Request 1: In the judgment excerpt, who may ask a judge president to designate a judge to re-open an inquest?
Request 2: Give a two-sentence summary of the judgment excerpt.
Request 3: According to subsection (3) in the judgment excerpt, what actions may or must a judge holding a re-opened inquest take? List every one.

Document excerpt:
━━━

As indicated above, the factual issue which remained to be determined
prior to Liberty’s concession that what was pleaded
did not
constitute a defence to the claim, is whether Mr Ncube is a person of
interest in the SAPS’ investigation into the
murder of Mr
Mhlanzi. This is not a finding which the magistrate must determine in
the inquest. No issue which arises from the
plea is identical to any
question which the magistrate must determine.
44.
In any event, nothing in section 16 indicates that this Court does
not have jurisdiction to determine this contractual claim.
45.
Section 17A of the Inquests Act provides as follows:
‘
17A.
Re-opening of inquest.
—
(1)
The Minister may, on the recommendation of the attorney-general
concerned, at any time after the determination of an inquest
and if
he deems it necessary in the interest of justice, request a judge
president of a provincial division of the Supreme Court
to designate
any judge of the Supreme Court of South Africa to re-open that
inquest, whereupon the judge thus designated shall
re-open such
inquest.
(2)
An inquest referred to in
subsection (1)
shall,
subject to the provisions of this Act, as far as possible be
continued and disposed of by the judge so designated on the
existing
record of the proceedings, and the provisions of section 17
(2) shall, in so far as they are not contrary
to the provisions
of this section, apply mutatis mutandis to such an inquest.
(3)
A judge holding an inquest that has been re-opened in terms of this
section—
(a)
may cause any person who has already given evidence at the inquest to
be subpoenaed to give further evidence;
(b)
shall record any finding that differs from a finding referred to
in section 16 (2), as well as the respect in which
it
differs; and
(c)
shall cause the record of the proceedings to be submitted to the
attorney-general concerned.’
46.

━━━

Data:
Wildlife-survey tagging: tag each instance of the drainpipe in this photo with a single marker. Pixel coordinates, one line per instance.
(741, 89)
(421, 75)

━━━

Exercise solution 1: The Minister, on the recommendation of the attorney-general concerned.

Exercise solution 2: The judgment excerpt holds that the remaining factual issue, whether Mr Ncube is a person of interest in the SAPS investigation into Mr Mhlanzi's murder, is not one the magistrate must determine at the inquest, and that nothing in section 16 indicates this Court lacks jurisdiction over the contractual claim. It then quotes section 17A of the Inquests Act, under which the Minister may, on the attorney-general's recommendation, have a designated judge re-open a determined inquest, continue it as far as possible on the existing record, and submit the record to the attorney-general.

Exercise solution 3:
- Cause any person who has already given evidence at the inquest to be subpoenaed to give further evidence
- Record any finding that differs from a finding referred to in section 16 (2), and the respect in which it differs
- Cause the record of the proceedings to be submitted to the attorney-general concerned